• _Requirement_:
From the material below, pull each line containing the string "bobsled".
[Opening Input for this task section]
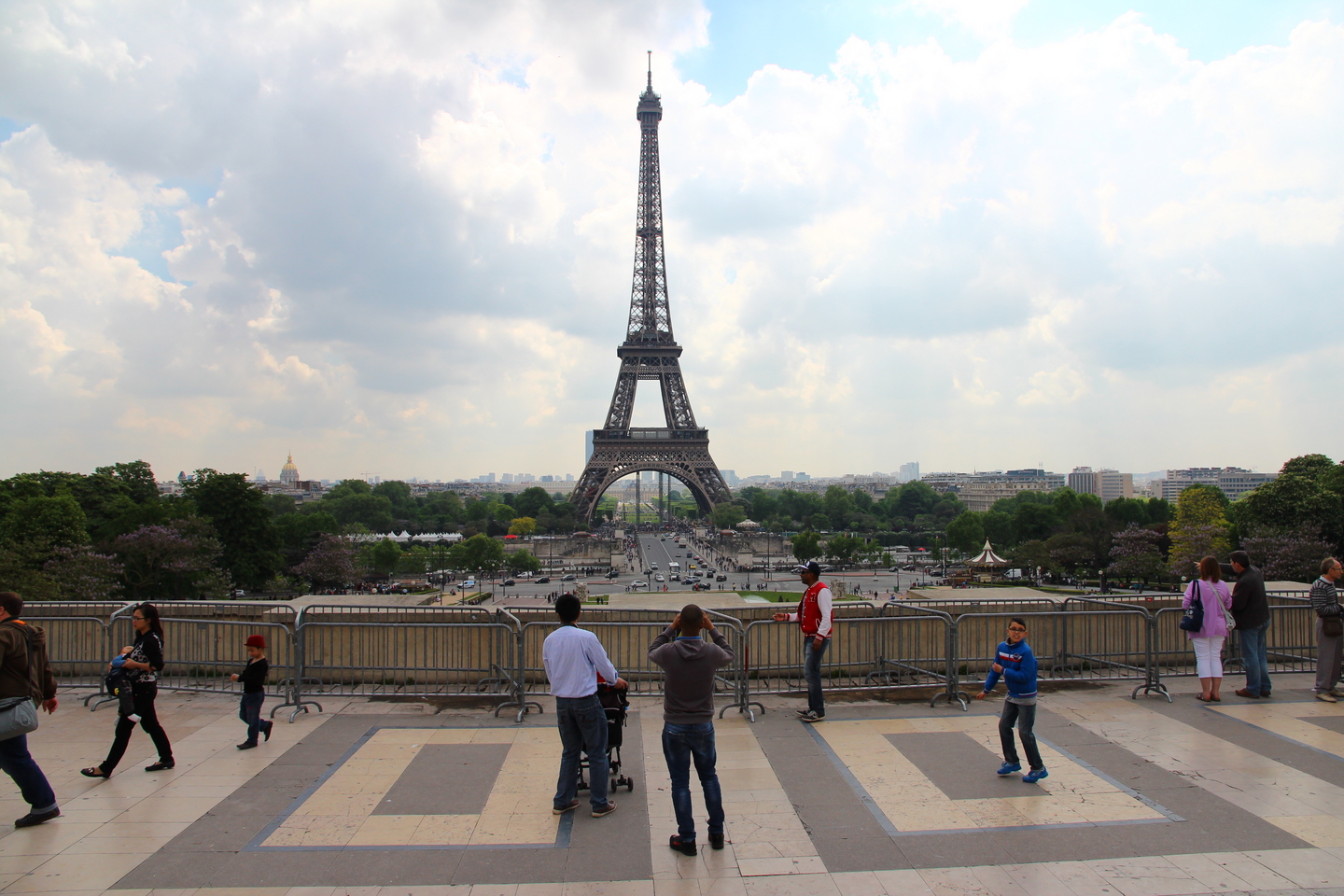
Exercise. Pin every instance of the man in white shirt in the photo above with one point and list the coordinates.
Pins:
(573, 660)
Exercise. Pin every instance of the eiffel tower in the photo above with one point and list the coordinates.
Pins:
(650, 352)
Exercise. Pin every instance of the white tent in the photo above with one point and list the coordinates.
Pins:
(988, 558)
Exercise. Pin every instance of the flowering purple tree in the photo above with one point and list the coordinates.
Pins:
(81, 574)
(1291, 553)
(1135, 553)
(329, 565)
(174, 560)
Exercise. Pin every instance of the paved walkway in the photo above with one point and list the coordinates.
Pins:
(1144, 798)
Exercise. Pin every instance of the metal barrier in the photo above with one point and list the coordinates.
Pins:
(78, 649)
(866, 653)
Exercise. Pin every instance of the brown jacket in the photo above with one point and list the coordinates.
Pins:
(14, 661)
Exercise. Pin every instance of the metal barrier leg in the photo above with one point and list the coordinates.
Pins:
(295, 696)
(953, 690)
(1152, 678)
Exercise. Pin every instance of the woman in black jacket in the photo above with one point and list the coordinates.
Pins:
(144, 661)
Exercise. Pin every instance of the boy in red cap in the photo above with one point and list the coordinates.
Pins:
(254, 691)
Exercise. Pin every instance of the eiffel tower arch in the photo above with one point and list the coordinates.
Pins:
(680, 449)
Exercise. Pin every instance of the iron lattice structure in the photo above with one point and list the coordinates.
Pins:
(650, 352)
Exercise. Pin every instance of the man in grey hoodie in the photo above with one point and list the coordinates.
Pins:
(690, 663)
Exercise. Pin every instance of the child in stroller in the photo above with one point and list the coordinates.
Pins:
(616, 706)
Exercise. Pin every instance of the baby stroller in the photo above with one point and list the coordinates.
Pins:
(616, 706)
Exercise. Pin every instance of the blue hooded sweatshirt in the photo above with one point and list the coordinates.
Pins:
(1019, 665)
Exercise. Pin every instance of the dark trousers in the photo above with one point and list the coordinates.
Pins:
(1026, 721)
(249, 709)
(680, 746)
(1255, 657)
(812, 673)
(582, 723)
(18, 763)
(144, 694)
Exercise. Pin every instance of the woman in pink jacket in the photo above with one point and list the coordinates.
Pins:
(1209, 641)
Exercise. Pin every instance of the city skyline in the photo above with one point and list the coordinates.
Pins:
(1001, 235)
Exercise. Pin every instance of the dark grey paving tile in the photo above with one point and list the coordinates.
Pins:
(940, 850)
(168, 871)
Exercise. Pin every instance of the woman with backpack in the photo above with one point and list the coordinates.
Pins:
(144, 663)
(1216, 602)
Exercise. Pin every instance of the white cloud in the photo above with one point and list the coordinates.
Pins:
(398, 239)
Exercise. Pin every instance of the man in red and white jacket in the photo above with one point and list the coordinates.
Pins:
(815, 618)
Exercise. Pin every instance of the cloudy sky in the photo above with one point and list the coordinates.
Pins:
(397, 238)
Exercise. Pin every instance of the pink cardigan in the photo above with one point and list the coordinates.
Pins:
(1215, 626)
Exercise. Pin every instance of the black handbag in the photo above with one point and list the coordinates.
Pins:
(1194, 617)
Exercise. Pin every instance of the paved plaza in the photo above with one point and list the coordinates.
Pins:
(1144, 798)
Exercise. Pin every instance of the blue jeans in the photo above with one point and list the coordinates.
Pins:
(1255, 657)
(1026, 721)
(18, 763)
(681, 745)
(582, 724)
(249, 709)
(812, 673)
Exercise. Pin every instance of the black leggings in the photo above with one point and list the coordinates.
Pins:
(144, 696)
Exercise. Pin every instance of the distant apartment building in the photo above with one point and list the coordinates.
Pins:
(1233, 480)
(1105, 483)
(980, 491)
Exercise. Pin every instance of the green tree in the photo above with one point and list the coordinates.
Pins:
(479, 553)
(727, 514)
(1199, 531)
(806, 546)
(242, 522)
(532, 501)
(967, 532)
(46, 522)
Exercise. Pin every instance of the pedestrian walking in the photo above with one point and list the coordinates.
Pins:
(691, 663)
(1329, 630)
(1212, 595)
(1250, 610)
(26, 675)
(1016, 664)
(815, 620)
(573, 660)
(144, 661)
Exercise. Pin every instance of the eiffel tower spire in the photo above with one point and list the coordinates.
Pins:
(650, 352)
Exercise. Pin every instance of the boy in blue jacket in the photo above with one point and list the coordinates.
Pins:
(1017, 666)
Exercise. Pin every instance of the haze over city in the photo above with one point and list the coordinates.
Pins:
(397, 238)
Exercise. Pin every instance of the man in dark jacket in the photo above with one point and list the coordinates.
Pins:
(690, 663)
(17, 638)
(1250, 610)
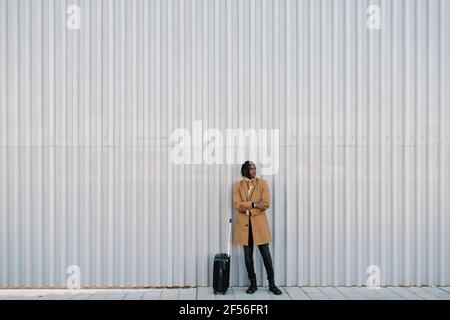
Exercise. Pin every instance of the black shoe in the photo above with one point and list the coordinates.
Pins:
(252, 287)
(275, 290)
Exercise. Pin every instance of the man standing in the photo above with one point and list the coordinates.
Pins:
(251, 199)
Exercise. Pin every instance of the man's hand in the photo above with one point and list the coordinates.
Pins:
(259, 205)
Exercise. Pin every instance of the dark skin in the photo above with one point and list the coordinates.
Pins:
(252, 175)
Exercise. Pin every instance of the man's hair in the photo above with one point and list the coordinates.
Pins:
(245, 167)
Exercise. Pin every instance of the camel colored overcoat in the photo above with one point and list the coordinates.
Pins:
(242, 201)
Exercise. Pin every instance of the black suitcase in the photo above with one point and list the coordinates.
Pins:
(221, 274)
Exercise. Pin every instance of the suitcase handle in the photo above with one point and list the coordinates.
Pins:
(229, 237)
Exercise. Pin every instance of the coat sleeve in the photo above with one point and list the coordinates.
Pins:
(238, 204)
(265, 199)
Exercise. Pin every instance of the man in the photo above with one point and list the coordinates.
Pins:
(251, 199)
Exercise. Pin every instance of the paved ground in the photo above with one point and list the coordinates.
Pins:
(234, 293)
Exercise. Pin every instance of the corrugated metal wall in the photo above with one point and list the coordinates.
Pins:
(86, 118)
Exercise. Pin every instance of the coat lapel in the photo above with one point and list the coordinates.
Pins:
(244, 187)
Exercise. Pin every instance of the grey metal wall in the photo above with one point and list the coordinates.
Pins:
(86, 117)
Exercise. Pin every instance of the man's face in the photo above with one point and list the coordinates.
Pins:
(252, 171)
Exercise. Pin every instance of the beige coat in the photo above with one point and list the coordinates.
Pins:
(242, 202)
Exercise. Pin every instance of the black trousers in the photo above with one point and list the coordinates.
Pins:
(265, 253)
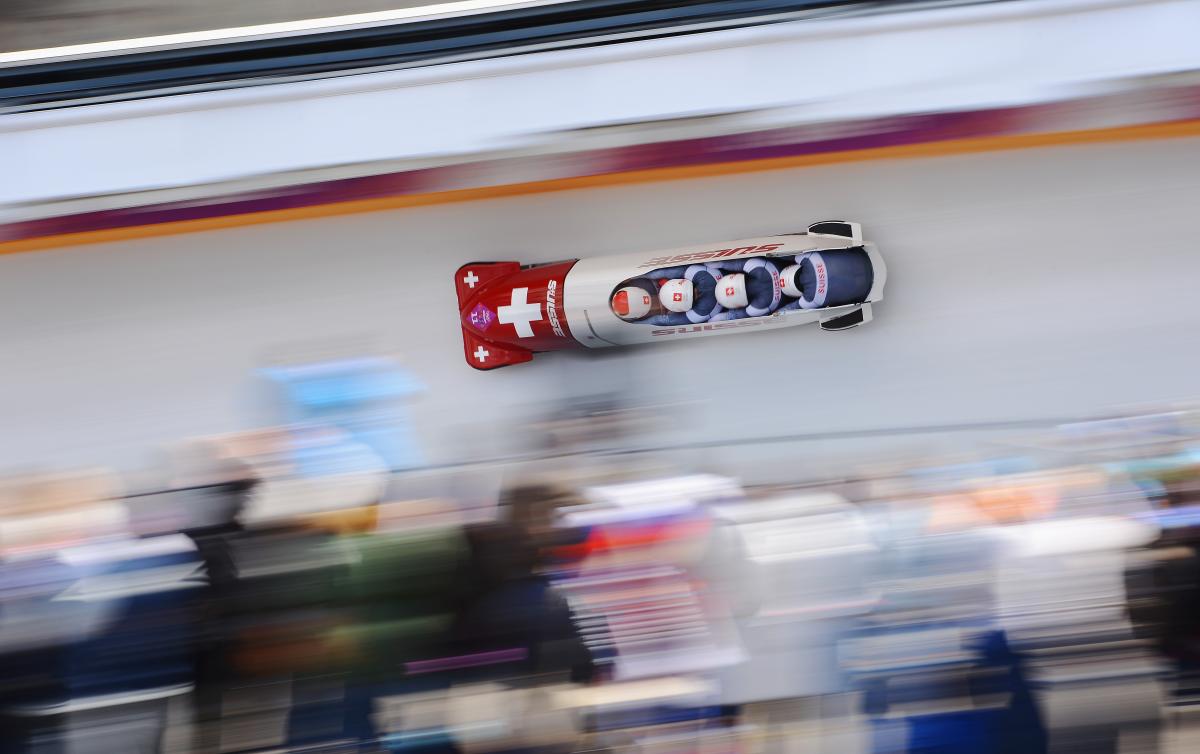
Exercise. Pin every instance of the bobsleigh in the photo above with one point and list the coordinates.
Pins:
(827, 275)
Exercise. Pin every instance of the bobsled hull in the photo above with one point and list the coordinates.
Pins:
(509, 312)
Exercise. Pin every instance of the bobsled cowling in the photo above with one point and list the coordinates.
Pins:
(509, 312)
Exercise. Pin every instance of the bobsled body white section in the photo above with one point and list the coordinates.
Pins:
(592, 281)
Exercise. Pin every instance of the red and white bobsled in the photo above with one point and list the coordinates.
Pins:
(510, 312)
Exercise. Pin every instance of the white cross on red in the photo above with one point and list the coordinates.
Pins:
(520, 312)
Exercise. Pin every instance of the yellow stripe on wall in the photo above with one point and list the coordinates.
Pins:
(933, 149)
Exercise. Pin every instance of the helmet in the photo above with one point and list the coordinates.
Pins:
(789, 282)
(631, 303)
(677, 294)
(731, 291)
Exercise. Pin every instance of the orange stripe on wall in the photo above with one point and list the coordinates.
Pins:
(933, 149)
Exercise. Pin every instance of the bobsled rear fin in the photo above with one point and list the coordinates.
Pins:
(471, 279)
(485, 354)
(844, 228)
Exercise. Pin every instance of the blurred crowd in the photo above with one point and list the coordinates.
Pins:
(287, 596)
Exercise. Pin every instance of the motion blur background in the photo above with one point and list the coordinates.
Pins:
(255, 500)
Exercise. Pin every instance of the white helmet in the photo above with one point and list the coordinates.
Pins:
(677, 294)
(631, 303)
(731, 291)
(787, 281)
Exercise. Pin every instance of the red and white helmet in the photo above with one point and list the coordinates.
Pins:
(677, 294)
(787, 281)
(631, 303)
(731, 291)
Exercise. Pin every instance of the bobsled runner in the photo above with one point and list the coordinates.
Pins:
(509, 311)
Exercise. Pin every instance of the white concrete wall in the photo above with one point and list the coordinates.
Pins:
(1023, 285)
[Closing Input for this task section]
• _Answer section_:
Exercise. Pin every instance of the bobsled hull in the photo above with one point and list the coordinates.
Exercise. Pin every instance of the bobsled cowling in the photo above with one point and list the coordinates.
Exercise. Pin every instance of the bobsled body white section in the photo above with one point and list the coordinates.
Exercise. Pin every instance of the red and white bobsled in the photo above with one point and list the coordinates.
Exercise. Pin every instance of the bobsled rear fin in the photo above with one point and list the coordinates.
Exercise. Pin every instance of the bobsled runner in the photo above with one point and list the coordinates.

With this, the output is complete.